(Saved entries)

----

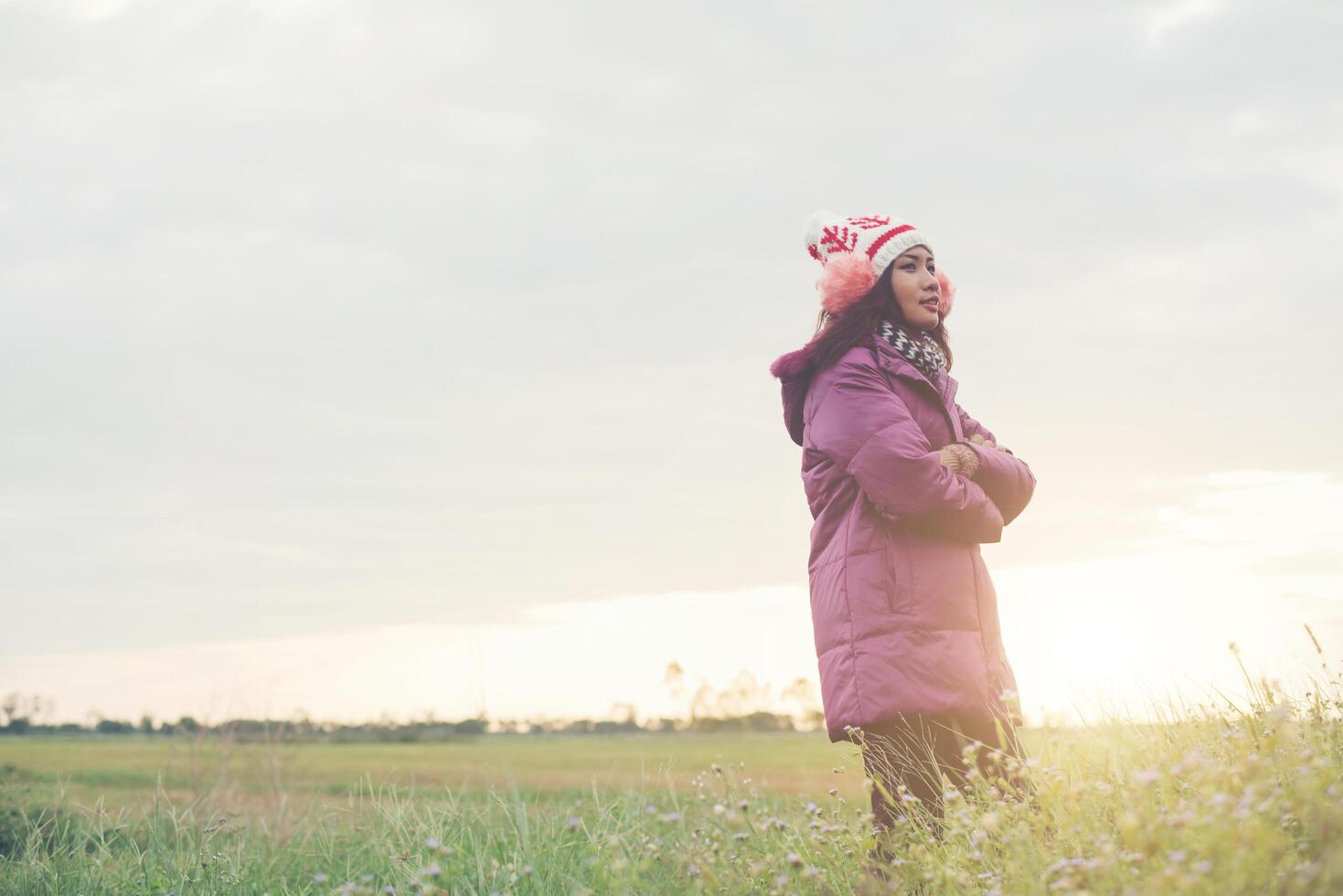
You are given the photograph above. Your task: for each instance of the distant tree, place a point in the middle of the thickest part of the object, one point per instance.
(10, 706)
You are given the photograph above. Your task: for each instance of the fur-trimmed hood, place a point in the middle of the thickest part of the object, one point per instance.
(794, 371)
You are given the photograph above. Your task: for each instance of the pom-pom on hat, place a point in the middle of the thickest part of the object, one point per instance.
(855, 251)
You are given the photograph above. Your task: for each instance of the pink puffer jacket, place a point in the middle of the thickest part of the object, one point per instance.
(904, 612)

----

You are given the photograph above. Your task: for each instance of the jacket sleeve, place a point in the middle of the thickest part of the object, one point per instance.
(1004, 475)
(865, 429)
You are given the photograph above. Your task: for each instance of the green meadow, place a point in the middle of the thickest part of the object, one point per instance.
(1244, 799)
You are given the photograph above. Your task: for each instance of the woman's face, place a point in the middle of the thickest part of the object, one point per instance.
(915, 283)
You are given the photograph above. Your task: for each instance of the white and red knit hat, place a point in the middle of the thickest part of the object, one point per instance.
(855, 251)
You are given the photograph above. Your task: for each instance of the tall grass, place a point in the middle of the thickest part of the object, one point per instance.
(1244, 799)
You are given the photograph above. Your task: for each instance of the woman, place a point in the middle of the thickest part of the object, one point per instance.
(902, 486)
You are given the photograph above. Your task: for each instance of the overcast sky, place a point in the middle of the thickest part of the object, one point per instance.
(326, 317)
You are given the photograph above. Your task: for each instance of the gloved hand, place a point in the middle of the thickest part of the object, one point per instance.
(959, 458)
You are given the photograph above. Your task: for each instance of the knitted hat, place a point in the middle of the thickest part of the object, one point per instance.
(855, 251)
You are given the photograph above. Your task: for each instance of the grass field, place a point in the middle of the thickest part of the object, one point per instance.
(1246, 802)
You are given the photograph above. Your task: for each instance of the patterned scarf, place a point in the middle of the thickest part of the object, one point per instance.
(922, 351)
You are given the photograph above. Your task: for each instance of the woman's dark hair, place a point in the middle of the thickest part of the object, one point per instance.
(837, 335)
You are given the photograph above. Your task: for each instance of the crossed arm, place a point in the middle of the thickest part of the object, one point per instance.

----

All lines in the data above from the one with "the woman's dark" through the one with "of the crossed" must be repeated exactly, and no others.

SOLUTION —
You are given the photograph above. Your task: for each instance of the woman's dark hair, place a point in the middle of the thickest part of the object, one point per instance.
(837, 335)
You are given the photograph above. Your task: for each instance of the crossed arm, place a point in the middle of the thickest part of the object, one point per instance.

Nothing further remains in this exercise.